- Tekst:
Omgekeerd hoopt de postdoc wat te kunnen leren van het diplomatieke vermogen van haar voormalige promotor. Haalboom: “Ik ben vaak best wel verstandig en voorzichtig, maar soms beland ik opeens – wham! – in een of andere discussie. Peter is diplomatiek heel sterk. Dat moest hij ook wel zijn in de tien jaar dat hij voorzitter en covoorzitter was van de World Association for the History of Veterinary Medicine.” Koolmees: “Ja, daar had ik 26 kikkers in een kruiwagen. Diplomatieke vaardigheden groeien met de jaren. Toen ik hier kwam, was ik erg mondig. Dat heb je nodig in je carrière, maar soms heb je ook diplomatie nodig."
Adviseur blijf je tot aan je dood. Ik ga me beslist niet vervelen
Hoe ziet Haalboom de ontwikkeling van haar carrière, wat wil ze bereiken? “Hoogleraar worden. Nee, grapje. Mijn ultieme doel is om me inhoudelijk verder te ontwikkelen. Een mooie stap zou zijn om een boek te schrijven over veevoer en globalisering. Dat is zó belangrijk. Zonder veevoer was er geen bio-industrie en die heeft enorm veel impact op zowel economie, volksgezondheid als milieu.”
Momenteel ligt er een onderzoeksvoorstel over veevoer ‘in de week’ bij een universitair centrum voor milieu en maatschappij in München. Als de financiering rondkomt, vertrekt de onderzoeker – die tevens wetenschappelijk docent Medische Geschiedenis is aan het Erasmus Medisch Centrum – in september naar Duitsland. In de tussentijd werkt ze vlijtig door aan een hoofdstuk voor een niet-wetenschappelijk boek, over de vrouwen rond Darwin. Haalboom: “Dat heeft helemaal niks met mijn onderzoek te maken, maar het is wel heel leuk.”

- Opdrachten:
**1)** In welke stad ligt volgens de tekst over Haalboom het universitaire centrum waar haar onderzoeksvoorstel over veevoer in de week ligt?
**2)** Zet de tekst over Haalboom alstublieft voort na de laatste zin.
De items hebben niets met de tekst over Haalboom te maken.

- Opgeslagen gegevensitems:
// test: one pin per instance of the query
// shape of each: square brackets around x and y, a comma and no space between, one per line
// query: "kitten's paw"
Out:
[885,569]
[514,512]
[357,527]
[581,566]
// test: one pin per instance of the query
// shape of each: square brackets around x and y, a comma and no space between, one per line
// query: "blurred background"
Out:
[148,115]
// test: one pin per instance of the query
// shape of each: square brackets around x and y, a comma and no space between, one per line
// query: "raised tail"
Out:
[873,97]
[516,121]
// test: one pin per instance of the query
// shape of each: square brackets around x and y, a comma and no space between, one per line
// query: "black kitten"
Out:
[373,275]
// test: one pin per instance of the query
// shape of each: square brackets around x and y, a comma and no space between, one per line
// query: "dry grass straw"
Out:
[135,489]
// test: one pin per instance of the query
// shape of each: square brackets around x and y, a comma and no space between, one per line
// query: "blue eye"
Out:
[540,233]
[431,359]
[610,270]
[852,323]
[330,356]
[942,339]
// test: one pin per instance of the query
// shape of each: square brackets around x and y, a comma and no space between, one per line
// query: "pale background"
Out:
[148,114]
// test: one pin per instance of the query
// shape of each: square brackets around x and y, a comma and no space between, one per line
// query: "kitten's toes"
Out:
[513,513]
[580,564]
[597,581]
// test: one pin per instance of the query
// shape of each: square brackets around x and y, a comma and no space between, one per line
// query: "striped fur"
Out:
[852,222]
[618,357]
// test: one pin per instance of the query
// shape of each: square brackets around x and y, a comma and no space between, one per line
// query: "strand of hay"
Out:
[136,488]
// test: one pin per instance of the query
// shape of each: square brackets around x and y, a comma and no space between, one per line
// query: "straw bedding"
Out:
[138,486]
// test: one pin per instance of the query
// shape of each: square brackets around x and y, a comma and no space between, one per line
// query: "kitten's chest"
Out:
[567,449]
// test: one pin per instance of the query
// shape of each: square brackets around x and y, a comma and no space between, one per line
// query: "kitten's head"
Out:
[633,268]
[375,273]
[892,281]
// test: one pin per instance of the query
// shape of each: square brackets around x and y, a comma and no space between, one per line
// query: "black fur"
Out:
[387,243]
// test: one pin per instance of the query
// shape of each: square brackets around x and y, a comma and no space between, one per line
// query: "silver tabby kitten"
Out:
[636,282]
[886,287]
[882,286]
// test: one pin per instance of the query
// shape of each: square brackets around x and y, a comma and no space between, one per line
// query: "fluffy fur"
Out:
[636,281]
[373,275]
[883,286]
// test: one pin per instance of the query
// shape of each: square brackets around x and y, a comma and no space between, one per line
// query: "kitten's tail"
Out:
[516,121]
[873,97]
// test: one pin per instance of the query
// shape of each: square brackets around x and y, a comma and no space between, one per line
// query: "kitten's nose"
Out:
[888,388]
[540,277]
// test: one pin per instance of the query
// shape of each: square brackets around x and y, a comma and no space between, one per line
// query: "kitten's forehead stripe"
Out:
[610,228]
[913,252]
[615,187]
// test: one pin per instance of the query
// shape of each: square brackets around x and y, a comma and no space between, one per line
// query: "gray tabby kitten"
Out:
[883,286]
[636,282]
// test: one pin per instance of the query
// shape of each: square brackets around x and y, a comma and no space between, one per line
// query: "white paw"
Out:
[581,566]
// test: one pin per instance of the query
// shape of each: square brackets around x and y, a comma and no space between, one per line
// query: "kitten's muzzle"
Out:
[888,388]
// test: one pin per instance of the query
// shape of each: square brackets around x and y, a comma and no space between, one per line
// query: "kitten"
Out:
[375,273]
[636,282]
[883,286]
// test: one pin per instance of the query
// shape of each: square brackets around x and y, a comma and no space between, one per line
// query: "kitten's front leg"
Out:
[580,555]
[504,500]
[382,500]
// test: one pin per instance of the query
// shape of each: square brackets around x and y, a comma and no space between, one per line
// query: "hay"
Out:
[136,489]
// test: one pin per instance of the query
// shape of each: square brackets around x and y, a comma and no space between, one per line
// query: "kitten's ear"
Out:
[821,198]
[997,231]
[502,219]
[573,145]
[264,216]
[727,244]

...

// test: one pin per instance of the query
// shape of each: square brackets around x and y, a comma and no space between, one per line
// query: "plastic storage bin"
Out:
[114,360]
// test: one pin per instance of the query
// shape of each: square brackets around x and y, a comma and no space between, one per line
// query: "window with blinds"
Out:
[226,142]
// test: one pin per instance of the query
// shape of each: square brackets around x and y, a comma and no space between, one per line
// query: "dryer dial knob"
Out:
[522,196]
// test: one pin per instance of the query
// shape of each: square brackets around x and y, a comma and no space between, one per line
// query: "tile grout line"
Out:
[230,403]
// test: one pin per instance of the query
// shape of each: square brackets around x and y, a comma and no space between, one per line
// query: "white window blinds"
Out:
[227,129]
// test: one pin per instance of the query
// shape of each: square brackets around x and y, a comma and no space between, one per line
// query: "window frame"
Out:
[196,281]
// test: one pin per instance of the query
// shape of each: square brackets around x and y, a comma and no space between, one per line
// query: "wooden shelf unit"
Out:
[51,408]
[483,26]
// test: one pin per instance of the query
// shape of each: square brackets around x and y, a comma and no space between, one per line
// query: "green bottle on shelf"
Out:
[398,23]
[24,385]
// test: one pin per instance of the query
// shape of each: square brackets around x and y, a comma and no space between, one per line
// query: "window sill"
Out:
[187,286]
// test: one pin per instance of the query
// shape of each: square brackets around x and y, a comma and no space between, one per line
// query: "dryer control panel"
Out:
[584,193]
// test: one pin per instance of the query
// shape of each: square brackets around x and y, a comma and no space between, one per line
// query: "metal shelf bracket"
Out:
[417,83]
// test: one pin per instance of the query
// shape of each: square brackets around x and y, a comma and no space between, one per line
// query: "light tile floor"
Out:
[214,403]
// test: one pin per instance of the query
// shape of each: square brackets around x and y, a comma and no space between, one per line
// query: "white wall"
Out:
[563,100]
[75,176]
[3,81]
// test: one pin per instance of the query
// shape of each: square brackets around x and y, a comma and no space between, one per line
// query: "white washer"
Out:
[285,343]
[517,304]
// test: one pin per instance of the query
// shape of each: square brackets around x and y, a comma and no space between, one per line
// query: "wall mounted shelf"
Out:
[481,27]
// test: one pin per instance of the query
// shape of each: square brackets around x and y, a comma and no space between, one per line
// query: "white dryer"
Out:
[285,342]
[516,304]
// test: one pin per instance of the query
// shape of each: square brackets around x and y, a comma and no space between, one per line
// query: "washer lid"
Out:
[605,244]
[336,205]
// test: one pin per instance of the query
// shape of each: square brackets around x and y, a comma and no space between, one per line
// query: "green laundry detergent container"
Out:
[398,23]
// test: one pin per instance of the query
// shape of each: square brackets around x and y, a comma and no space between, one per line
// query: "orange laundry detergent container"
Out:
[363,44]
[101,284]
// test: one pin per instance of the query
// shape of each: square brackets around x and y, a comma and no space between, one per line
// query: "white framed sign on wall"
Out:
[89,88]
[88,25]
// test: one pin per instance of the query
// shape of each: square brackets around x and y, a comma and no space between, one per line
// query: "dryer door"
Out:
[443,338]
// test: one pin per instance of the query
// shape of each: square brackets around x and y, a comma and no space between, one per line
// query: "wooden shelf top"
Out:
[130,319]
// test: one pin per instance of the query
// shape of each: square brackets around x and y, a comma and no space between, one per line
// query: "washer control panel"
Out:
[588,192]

- Antwoorden:
**1)** In München.

**2)**
Haalboom staat in de startblokken; Koolmees blijft op zijn 63ste nog volle bak doorsprinten – al is hij slechts parttime met de geschiedenis van de diergeneeskunde bezig. Twee dagen in de week is hij hoogleraar. Eén dag in de week werkt hij als conservator van de afdeling Diergeneeskunde van het Universiteitsmuseum. De rest van de tijd besteedt hij aan onderwijs over veterinaire volksgezondheid en veterinaire wet- en regelgeving, en doet hij microscopisch onderzoek naar de samenstelling en veiligheid van voedingsmiddelen van dierlijke oorsprong.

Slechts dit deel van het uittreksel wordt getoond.